*** DATA FOR REVIEW Section Begins ***

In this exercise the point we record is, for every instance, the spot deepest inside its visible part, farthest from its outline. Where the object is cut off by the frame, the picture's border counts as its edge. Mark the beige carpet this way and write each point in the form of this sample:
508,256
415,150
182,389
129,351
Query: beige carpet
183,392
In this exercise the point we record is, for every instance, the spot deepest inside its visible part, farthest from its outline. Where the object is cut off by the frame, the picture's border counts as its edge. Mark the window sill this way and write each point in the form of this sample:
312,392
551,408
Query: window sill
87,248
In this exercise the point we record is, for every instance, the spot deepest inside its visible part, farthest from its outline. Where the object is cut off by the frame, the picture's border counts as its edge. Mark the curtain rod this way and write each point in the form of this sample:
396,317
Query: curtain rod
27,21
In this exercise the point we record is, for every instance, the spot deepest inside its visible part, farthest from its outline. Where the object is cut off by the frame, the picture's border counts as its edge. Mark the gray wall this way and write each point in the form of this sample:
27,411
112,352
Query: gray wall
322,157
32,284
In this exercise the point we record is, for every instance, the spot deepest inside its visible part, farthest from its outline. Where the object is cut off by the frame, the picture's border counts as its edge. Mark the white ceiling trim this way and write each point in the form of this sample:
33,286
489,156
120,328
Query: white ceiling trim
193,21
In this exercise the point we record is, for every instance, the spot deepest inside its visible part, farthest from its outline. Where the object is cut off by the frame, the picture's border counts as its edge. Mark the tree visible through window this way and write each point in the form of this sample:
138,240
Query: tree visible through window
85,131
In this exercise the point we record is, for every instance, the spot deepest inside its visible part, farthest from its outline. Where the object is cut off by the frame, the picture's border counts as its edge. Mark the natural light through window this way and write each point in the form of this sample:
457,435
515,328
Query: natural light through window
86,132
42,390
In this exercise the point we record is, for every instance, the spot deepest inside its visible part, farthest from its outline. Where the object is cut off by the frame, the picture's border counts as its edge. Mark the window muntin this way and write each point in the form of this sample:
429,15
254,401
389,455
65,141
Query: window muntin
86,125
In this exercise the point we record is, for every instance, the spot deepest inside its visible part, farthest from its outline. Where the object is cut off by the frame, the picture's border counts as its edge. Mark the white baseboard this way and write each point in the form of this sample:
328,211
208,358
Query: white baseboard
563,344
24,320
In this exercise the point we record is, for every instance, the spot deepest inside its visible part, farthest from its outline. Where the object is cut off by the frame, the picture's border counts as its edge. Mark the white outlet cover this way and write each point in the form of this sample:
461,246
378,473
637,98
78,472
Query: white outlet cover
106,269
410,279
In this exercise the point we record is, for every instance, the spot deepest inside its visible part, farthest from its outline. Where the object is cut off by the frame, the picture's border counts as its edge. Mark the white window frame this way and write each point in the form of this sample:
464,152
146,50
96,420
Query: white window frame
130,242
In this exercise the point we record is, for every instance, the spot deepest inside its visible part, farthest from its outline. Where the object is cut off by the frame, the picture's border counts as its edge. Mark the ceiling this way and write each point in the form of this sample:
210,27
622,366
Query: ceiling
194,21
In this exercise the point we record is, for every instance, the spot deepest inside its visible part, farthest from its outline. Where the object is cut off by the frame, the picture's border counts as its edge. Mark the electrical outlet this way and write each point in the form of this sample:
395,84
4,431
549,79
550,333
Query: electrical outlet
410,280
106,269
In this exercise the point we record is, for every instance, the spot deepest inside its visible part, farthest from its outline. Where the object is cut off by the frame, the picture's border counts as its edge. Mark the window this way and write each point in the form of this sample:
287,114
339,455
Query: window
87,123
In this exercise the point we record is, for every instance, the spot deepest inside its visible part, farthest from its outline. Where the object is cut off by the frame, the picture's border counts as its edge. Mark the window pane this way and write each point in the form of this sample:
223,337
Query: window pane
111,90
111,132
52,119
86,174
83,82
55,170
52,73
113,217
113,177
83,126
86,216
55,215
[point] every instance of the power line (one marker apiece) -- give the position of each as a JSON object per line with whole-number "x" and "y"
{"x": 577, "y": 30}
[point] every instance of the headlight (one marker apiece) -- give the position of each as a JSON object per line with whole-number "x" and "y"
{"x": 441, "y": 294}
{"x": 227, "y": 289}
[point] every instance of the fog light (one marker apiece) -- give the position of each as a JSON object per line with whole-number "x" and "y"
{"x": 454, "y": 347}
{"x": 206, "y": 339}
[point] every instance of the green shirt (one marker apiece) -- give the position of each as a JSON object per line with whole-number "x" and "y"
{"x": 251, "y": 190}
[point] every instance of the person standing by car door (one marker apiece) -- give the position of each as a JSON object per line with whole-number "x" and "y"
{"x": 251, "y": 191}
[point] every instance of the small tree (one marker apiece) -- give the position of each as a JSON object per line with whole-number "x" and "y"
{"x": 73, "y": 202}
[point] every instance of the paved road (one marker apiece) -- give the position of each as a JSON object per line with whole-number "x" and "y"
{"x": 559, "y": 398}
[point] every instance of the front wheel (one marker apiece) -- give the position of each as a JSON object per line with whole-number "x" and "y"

*** DATA FOR REVIEW Section Ends ***

WORK TASK
The records above are to be repeated in full, word for word.

EXERCISE RESPONSE
In this exercise the point we record is, for every instance, the spot deepest inside its visible part, farthest from its outline. Where the object is cut off by the frame, the picture's border counts as its edge. Mark the beige carpet this way and write each point in the form of this sample:
508,256
415,150
182,389
129,351
Query: beige carpet
183,392
In this exercise the point we record is, for every instance, the spot deepest inside its visible part, farthest from its outline. Where the object is cut off by the frame, the picture's border counts as its edge. Mark the window sill this way and write each point in the form of this sample:
312,392
551,408
Query: window sill
87,248
In this exercise the point we record is, for every instance, the spot deepest inside its visible part, farthest from its outline. Where the object is cut off by the frame, the picture's border counts as its edge. Mark the curtain rod this way and write each point in the form of this sample:
396,317
Query: curtain rod
27,21
In this exercise the point we record is, for every instance, the spot deepest inside its visible part, farthest from its outline. Where the object is cut off by the frame, the picture's border counts as its edge. Mark the gray wall this way and write each point in the form of this sample:
27,411
112,352
Query: gray wall
322,157
32,284
In this exercise the point we record is, for every instance, the spot deepest inside its visible part, farthest from its outline. Where the object is cut off by the frame, the picture's border counts as its edge. Mark the white ceiling trim this way and write each point in the form of this sample:
33,286
489,156
120,328
Query: white ceiling trim
193,21
In this exercise the point we record is, for every instance, the spot deepest inside its visible part, farthest from its outline. Where the object is cut off by the frame, the picture's border counts as its edge. Mark the tree visible through window this way and write each point in the form of this sample:
138,240
Query: tree visible through window
85,131
In this exercise the point we record is, for every instance, the spot deepest inside its visible part, farthest from its outline. Where the object is cut off by the frame, the picture's border counts as its edge. Mark the natural light through window this way and write each point in the form of this sample:
457,435
515,328
Query: natural light through window
86,132
42,390
In this exercise the point we record is, for every instance, the spot deepest inside its visible part, farthest from its outline. Where the object is cut off by the frame, the picture's border counts as its edge. Mark the window muntin this way and write each point in the form of this sample:
429,15
254,401
389,455
65,141
Query: window muntin
86,125
In this exercise the point we record is, for every instance, the spot deepest inside its visible part, farthest from its outline. Where the object is cut off by the frame, the picture's border counts as its edge. Mark the white baseboard this way and write each point in the form of this sample:
328,211
208,358
Query: white baseboard
563,344
24,320
In this exercise the point we record is, for every instance, the spot deepest inside its visible part, farthest from its outline. Where the object is cut off by the frame, the picture's border counts as its edge. Mark the white outlet cover this way and write each point in the form of this sample:
461,246
378,473
637,98
78,472
Query: white outlet cover
106,269
410,279
In this exercise the point we record is, for every instance, the spot deepest inside its visible part, farthest from its outline. Where the object is cut off by the frame, the picture's border counts as its edge. Mark the white window frame this way and write each point in the form of this sample:
464,152
146,50
96,420
Query: white window frame
130,242
In this exercise the point we record is, for every instance, the spot deepest inside its visible part, farthest from its outline. Where the object is cut off by the frame, the picture's border counts as its edge. Mark the ceiling this way and write each point in the form of this sample:
210,27
622,366
Query: ceiling
194,21
In this exercise the point we record is, for every instance, the spot deepest inside its visible part, farthest from its outline. Where the object is cut off by the frame, the picture's border counts as its edge. Mark the electrical outlet this way and write each point in the form of this sample:
395,84
4,431
549,79
550,333
Query: electrical outlet
410,280
106,269
In this exercise the point we record is, for every instance, the spot deepest inside its visible part, farthest from its outline. Where the object is cut off by the frame, the picture's border counts as its edge. Mark the window this way and write each point in the form of this sample:
287,114
339,455
Query: window
87,123
In this exercise the point we record is, for every instance, the spot deepest inside its visible part, farthest from its outline. Where the object is cut off by the frame, the picture's border counts as its edge. Mark the window pane this way and write each point in the form of this sample:
223,337
Query: window pane
111,90
111,132
52,119
86,174
83,82
55,170
52,73
113,217
113,177
83,126
86,216
55,215
[point] every instance of the power line (one marker apiece) -- give the position of each as a JSON object per line with whole-number "x" and "y"
{"x": 577, "y": 30}
[point] every instance of the headlight (one marker apiece) -- give the position of each as a JSON object per line with whole-number "x" and "y"
{"x": 441, "y": 294}
{"x": 227, "y": 289}
[point] every instance of the fog light (one marker apiece) -- give the position of each as a JSON object per line with whole-number "x" and "y"
{"x": 454, "y": 347}
{"x": 206, "y": 339}
[point] every instance of the green shirt (one marker apiece) -- give the position of each as a JSON object per line with whole-number "x" and "y"
{"x": 251, "y": 190}
[point] every instance of the person standing by car door (one marker apiece) -- give the position of each as a JSON object per line with whole-number "x" and "y"
{"x": 251, "y": 191}
[point] every instance of the small tree (one marker apiece) -- give the position of each as a JSON object per line with whole-number "x" and "y"
{"x": 73, "y": 202}
[point] every instance of the paved road (one marker apiece) -- give the position of each as a JSON object per line with whole-number "x" and "y"
{"x": 559, "y": 398}
[point] every instance of the front wheel (one marker apiece) -- give the position of each as a JSON object per line with whole-number "x" and "y"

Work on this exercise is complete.